WRITTEN PROBLEM —
Copy each of the entries below word for word, keeping every line unchanged.
===== DATA SHOWN =====
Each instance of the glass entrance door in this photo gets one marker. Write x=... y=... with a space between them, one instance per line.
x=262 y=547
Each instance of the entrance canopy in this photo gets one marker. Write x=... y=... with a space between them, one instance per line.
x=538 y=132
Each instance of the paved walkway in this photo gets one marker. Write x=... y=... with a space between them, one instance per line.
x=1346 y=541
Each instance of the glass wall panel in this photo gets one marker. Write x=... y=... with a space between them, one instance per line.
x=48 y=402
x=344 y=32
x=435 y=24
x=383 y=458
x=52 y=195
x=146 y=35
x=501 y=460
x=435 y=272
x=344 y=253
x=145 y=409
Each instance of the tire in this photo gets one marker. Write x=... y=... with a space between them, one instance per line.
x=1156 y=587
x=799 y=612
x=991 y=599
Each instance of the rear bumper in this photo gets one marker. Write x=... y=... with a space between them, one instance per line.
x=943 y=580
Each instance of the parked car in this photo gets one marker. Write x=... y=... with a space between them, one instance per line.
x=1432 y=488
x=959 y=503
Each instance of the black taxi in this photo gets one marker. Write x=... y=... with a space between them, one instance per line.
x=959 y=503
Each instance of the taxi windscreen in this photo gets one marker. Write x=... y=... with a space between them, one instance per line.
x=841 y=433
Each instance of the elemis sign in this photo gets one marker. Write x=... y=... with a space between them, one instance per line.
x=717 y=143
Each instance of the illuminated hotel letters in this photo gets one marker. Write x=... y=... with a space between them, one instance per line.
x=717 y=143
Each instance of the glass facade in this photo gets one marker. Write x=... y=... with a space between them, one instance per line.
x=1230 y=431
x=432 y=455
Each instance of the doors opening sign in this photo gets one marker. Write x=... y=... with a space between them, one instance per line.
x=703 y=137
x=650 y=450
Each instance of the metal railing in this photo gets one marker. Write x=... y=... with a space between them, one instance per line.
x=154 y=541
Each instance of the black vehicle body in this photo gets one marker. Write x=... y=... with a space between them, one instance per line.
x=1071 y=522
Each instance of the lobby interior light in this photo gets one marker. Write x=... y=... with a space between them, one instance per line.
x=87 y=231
=====
TASK OUTPUT —
Each instance of the glass entrance door in this photo gets one marker. Write x=... y=... with a space between them, one instance per line.
x=262 y=547
Each instance of the entrance canopy in this photo gets one marker. Write x=... y=... with a space between them, one instance per line.
x=538 y=132
Each instance of the paved walkway in this photo gets one marker. Write x=... y=... with a space between them, one instance per line.
x=1346 y=541
Each instance of the glass wall panel in this photo gets one marker. Write x=... y=... with a space between them, one instance per line.
x=48 y=402
x=344 y=32
x=435 y=24
x=383 y=458
x=52 y=195
x=146 y=35
x=501 y=460
x=435 y=272
x=344 y=253
x=145 y=409
Each instance of the tire in this photo gets one marker. Write x=... y=... with a space between them, one instance per line.
x=1156 y=587
x=799 y=612
x=991 y=599
Each instance of the rear bumper in this photo gets one marker. Write x=... y=... with a space between them, one instance per line.
x=943 y=580
Each instance of the parked car in this photo gets one marker. Write x=... y=... with a space between them, one instance per line.
x=1432 y=488
x=959 y=503
Each instance of the black taxi in this photo gets one marker. Write x=... y=... with a space between them, one instance per line.
x=959 y=503
Each instance of the taxi windscreen in this photo gets one marker. Write x=... y=... with a space between them, one instance per line.
x=841 y=433
Each instance of the elemis sign in this photo gets one marker. Write x=... y=... with a space between them, one instance per line.
x=717 y=143
Each instance of the illuminated hotel letters in this photo gets one marker. Write x=... y=... with a space between them, one instance per line.
x=717 y=143
Each instance of the glass facade in this photo gets one marker. Write x=... y=... with a space between them, one instance per line.
x=1230 y=431
x=432 y=455
Each instance of the doors opening sign in this photo gets one marker. Write x=... y=... with a space between them, one instance per line.
x=703 y=137
x=650 y=450
Each instance of the metal railing in this photo gets one marker. Write x=... y=... with a space between them, one instance per line.
x=154 y=541
Each instance of the black vehicle body in this photo gets one marker. Write x=... y=... with a space between them, one instance per line.
x=1071 y=522
Each instance of the lobby interior light in this photo gets one marker. Write x=... y=... with a space between them, one instance per line.
x=87 y=231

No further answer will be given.